| Stated exercise A |
Answer these questions from the purchase agreement:
(i) On what date is the agreement entered into?
(ii) What is the Buyer's address?
(iii) Which section defines the Property?

| Passage shown |
↓↓↓
This Purchase and Sale Agreement (this "Agreement") is entered into as of the
sixth day of November, 2006 by and between Nashua Corporation, a Massachusetts
corporation (the "Seller") having an address of 11 Trafalgar Square, Nashua, New
Hampshire 03063 and Equity Industrial Partners Corp., a Massachusetts
corporation (the "Buyer") having an address of 145 Rosemary Street, Suite E,
Needham, Massachusetts 02494.

                                    RECITALS

Seller is the owner of the Property (as defined in Section 2.1 below). Seller
desires to sell the Property to Buyer and Buyer desires to buy the Property from
Seller, all on and subject to the terms and conditions hereinafter set forth.

                                    ARTICLE 1
                           PURCHASE AND SALE AGREEMENT

1.1   AGREEMENT TO PURCHASE AND SELL.
↑↑↑
| Stated exercise B |
Rewrite the records below as a Markdown table, covering everything from the line containing "cloud in the photo above." down to the line containing "x=346, y=94". Use the columns No. and Record line, and leave out blank lines.

| Provided data |
↓↓↓
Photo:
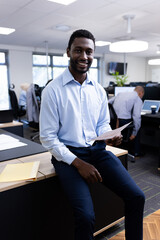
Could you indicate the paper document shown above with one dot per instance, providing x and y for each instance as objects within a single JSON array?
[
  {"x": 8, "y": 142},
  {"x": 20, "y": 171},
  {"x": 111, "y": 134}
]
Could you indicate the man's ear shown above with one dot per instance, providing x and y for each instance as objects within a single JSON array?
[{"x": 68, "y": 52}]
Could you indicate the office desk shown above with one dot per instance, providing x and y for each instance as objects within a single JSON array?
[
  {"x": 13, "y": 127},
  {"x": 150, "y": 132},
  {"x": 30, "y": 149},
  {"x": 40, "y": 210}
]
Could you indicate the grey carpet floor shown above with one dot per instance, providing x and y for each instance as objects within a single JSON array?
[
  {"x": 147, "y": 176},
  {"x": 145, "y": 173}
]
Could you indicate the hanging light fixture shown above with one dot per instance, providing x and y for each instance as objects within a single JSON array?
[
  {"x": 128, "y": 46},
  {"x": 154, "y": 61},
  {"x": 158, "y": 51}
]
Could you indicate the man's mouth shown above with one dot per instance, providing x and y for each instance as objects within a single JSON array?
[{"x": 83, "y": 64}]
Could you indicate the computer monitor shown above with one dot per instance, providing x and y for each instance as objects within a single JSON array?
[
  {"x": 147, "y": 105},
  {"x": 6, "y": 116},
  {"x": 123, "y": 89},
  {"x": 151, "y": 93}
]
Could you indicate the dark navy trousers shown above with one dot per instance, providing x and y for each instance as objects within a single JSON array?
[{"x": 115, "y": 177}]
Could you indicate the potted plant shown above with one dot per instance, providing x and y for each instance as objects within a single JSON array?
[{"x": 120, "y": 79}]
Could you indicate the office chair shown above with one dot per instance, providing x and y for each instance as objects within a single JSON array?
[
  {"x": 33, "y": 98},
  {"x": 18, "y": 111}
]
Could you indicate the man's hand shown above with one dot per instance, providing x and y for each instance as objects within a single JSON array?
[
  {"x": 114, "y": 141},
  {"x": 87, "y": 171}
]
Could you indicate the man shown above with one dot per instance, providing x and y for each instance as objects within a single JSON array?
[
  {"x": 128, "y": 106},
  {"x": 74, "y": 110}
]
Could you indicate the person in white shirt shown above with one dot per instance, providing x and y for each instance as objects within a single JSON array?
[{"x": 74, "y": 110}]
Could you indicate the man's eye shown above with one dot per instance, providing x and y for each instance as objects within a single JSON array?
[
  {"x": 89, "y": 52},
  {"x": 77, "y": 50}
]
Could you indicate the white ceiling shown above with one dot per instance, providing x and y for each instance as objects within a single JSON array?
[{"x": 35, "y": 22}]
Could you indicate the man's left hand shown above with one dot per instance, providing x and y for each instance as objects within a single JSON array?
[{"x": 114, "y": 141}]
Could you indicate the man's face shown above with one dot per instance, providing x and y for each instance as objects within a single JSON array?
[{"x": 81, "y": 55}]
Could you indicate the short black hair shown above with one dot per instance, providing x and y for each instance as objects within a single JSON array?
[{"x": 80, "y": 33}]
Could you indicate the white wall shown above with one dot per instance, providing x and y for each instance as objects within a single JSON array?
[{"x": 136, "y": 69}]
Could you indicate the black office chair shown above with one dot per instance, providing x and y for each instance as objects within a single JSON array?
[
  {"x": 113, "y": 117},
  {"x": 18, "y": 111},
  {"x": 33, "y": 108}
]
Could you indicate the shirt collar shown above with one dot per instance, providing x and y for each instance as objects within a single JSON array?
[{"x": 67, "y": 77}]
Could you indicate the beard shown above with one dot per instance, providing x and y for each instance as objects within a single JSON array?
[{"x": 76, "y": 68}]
↑↑↑
↓↓↓
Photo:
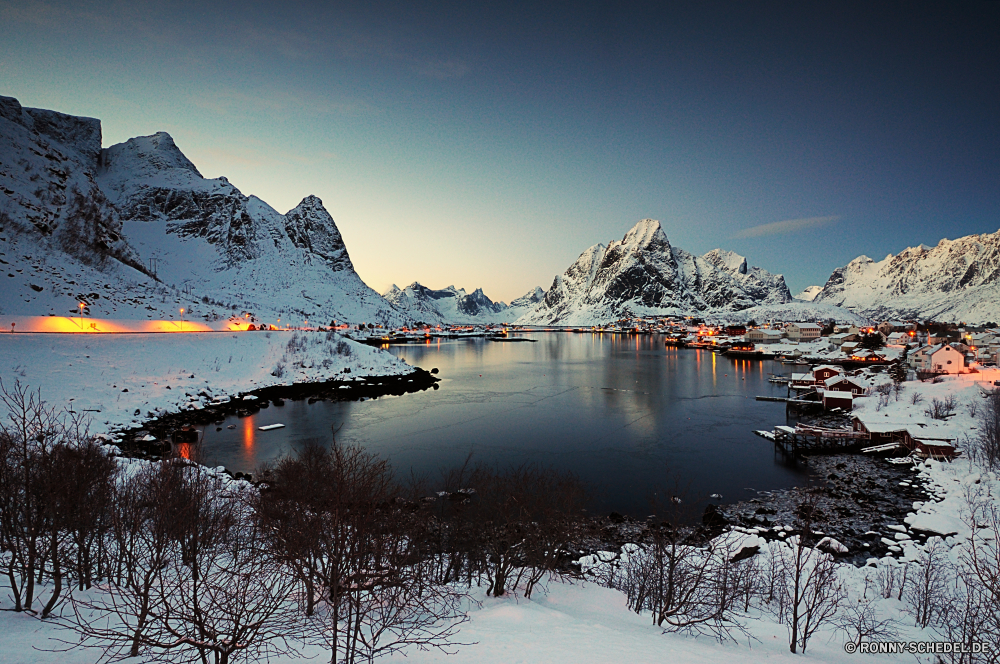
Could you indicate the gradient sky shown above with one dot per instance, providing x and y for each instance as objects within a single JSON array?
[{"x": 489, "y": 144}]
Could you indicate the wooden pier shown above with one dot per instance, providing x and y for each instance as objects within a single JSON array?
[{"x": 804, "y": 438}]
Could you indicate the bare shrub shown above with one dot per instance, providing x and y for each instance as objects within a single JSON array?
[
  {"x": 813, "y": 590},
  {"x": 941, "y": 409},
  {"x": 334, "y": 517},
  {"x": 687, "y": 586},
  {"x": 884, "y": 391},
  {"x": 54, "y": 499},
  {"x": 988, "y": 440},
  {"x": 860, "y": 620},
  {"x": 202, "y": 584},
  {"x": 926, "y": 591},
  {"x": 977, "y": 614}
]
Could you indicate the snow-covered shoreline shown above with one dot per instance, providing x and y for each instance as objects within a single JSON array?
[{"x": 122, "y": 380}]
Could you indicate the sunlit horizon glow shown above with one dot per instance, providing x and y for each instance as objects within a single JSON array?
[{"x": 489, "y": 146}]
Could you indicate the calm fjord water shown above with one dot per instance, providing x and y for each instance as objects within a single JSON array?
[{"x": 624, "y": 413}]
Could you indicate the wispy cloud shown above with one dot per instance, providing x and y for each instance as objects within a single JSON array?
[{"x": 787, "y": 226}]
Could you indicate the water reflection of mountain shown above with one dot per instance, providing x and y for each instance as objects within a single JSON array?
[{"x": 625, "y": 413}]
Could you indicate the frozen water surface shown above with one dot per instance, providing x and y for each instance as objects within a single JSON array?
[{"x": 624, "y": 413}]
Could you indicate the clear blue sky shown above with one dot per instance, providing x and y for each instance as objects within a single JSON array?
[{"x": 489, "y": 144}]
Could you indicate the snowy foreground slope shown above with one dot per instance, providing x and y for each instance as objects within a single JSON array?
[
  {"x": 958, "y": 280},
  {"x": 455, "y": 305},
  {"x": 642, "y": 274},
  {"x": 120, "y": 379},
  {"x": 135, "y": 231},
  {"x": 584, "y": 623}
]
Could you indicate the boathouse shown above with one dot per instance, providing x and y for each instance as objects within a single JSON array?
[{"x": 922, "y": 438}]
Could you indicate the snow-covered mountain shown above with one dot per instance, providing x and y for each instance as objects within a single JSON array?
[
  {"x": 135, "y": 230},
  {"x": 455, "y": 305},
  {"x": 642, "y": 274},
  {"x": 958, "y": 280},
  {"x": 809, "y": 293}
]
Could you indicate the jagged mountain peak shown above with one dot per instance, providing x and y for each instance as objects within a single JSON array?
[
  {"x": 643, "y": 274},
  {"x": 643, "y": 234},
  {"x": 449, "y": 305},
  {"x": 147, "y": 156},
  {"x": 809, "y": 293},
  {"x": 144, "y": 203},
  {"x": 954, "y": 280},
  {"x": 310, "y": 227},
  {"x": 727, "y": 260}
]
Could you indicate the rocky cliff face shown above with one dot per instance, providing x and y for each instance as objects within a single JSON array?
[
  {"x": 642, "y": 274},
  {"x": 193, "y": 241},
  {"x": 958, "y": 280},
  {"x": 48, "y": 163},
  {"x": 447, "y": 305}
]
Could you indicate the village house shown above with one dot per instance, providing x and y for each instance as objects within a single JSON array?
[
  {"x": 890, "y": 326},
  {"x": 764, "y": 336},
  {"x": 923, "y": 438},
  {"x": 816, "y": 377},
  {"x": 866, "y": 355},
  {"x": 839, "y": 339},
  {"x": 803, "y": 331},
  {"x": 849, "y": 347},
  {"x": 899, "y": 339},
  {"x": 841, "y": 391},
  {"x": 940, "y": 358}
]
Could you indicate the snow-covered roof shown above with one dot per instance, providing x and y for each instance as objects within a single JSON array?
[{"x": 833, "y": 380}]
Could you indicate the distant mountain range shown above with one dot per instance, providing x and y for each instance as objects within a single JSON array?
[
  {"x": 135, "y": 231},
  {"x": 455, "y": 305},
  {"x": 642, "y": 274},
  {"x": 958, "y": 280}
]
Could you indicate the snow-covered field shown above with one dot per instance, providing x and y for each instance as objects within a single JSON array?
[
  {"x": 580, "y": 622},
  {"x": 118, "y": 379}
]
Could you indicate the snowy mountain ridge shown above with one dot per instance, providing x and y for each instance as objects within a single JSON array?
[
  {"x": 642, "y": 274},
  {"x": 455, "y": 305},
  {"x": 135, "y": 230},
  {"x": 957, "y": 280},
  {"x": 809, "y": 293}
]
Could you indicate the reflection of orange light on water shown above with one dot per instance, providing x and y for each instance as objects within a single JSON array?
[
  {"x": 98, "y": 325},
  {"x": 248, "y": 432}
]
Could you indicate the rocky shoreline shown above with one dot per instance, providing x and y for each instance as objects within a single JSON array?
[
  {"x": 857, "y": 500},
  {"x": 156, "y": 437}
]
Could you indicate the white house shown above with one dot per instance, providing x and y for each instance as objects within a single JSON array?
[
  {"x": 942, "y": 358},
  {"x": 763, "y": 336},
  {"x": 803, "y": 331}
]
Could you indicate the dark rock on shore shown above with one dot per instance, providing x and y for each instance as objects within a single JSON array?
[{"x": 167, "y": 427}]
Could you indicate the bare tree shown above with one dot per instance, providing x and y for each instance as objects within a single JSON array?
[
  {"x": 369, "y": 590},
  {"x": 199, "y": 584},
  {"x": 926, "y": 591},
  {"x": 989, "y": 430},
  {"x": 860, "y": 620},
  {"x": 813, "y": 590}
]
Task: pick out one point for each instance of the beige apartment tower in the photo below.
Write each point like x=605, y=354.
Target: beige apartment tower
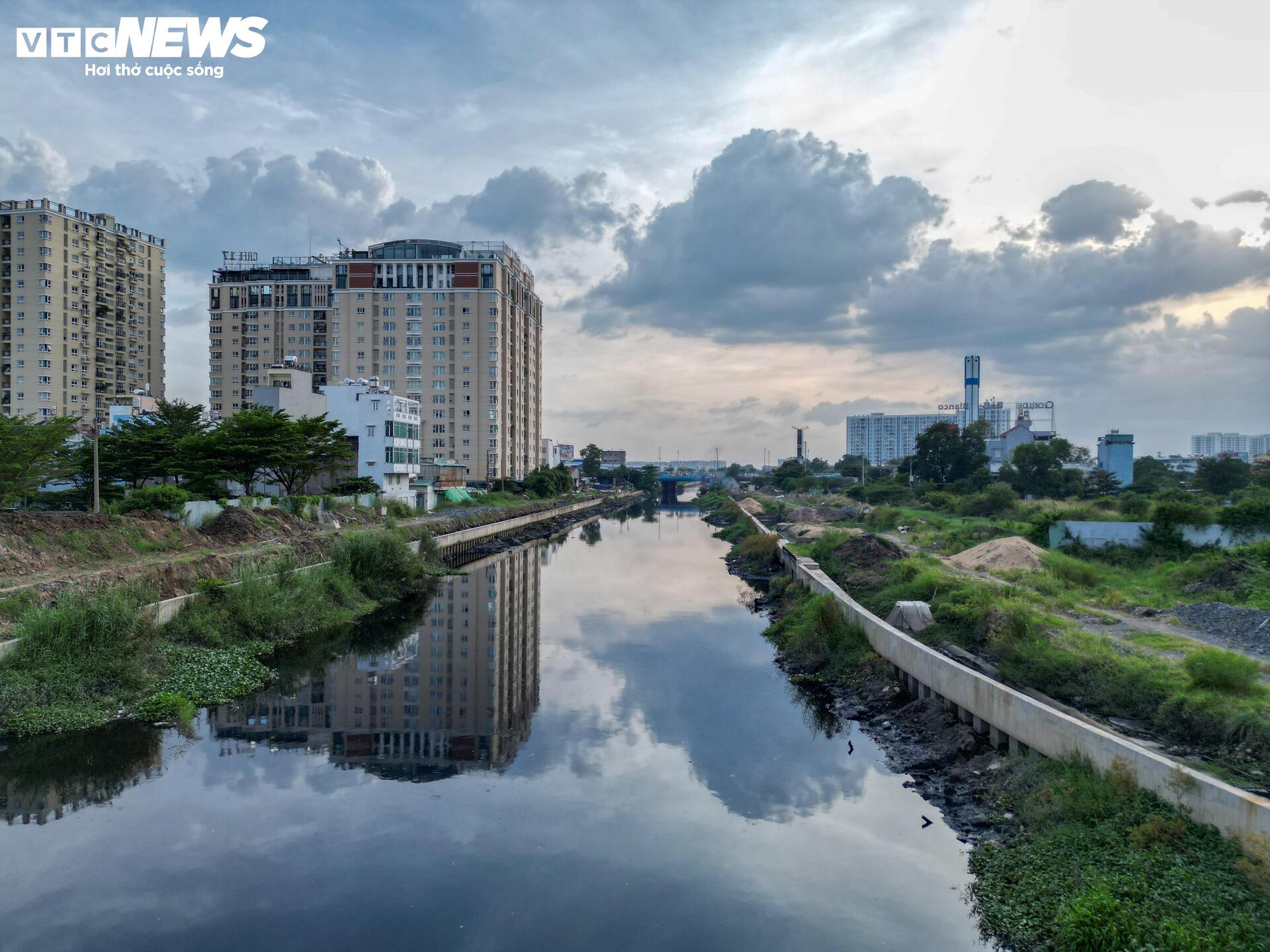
↑↑↑
↓↓↓
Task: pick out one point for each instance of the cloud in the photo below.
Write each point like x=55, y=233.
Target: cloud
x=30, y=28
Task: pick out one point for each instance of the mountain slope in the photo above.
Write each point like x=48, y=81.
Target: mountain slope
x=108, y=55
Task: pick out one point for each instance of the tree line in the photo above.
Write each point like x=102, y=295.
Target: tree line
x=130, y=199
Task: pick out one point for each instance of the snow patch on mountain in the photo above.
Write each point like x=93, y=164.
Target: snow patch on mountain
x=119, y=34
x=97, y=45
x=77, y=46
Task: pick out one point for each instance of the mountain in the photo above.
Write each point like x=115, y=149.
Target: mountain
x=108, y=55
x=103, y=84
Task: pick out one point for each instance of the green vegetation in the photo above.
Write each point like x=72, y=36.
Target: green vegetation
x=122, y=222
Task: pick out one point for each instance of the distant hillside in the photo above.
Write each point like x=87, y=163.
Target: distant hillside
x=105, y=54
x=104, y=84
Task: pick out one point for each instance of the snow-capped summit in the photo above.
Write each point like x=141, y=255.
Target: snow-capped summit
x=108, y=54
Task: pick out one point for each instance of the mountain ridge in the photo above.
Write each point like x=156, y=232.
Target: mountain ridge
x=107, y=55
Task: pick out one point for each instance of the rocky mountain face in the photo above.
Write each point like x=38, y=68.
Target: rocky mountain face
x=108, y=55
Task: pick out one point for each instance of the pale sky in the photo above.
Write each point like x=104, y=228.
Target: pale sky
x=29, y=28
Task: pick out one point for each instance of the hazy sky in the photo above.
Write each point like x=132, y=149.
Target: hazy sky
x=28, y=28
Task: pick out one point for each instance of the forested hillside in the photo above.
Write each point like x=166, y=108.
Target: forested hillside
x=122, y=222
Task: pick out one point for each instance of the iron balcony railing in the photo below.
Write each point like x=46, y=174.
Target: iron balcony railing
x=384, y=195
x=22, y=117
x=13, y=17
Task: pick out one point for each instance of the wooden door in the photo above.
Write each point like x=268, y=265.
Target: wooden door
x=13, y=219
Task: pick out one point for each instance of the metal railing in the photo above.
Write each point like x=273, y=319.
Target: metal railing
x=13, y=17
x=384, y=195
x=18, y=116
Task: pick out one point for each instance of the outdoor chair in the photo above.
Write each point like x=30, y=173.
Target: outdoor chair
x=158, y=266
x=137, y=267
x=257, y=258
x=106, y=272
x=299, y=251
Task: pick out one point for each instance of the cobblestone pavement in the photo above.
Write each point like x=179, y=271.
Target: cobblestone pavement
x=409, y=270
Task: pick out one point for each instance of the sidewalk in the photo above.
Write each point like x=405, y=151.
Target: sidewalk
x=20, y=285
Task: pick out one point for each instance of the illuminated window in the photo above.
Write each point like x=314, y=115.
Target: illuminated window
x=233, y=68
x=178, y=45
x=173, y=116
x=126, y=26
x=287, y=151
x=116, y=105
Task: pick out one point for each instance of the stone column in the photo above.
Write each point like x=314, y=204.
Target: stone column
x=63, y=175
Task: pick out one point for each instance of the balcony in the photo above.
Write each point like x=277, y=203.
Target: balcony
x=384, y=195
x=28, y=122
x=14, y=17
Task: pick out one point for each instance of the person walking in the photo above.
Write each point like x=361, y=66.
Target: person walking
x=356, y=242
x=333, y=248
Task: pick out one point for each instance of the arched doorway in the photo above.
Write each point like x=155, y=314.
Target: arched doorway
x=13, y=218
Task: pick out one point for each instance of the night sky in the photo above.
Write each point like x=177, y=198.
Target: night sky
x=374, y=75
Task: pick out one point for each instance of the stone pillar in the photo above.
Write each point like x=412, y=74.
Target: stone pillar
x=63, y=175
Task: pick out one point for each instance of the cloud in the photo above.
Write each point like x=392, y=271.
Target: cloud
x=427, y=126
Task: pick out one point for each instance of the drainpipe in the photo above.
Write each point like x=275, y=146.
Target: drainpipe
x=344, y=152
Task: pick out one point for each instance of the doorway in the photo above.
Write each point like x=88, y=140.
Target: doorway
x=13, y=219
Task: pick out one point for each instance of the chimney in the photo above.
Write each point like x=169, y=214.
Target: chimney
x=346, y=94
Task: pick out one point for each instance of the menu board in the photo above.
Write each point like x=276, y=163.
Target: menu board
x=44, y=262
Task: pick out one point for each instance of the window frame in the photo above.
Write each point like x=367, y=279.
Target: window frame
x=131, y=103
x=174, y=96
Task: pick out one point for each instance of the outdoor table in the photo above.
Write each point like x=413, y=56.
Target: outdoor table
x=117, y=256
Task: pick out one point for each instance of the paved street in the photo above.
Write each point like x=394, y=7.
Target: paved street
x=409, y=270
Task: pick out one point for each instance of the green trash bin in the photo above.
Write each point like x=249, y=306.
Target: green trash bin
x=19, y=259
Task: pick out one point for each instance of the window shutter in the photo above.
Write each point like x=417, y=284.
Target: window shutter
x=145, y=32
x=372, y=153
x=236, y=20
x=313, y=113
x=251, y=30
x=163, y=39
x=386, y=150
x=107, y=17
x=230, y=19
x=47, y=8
↑↑↑
| Written response A |
(i) The sixth day of November, 2006.
(ii) 145 Rosemary Street, Suite E, Needham, Massachusetts 02494.
(iii) Section 2.1.

| Written response B |
| No. | Record line |
|---|---|
| 1 | Task: pick out one point for each instance of the cloud in the photo above. |
| 2 | Write each point like x=392, y=271. |
| 3 | Target: cloud |
| 4 | x=427, y=126 |
| 5 | Task: pick out one point for each instance of the drainpipe in the photo above. |
| 6 | Write each point like x=275, y=146. |
| 7 | Target: drainpipe |
| 8 | x=344, y=152 |
| 9 | Task: pick out one point for each instance of the doorway in the photo above. |
| 10 | Write each point like x=88, y=140. |
| 11 | Target: doorway |
| 12 | x=13, y=219 |
| 13 | Task: pick out one point for each instance of the chimney in the photo above. |
| 14 | Write each point like x=169, y=214. |
| 15 | Target: chimney |
| 16 | x=346, y=94 |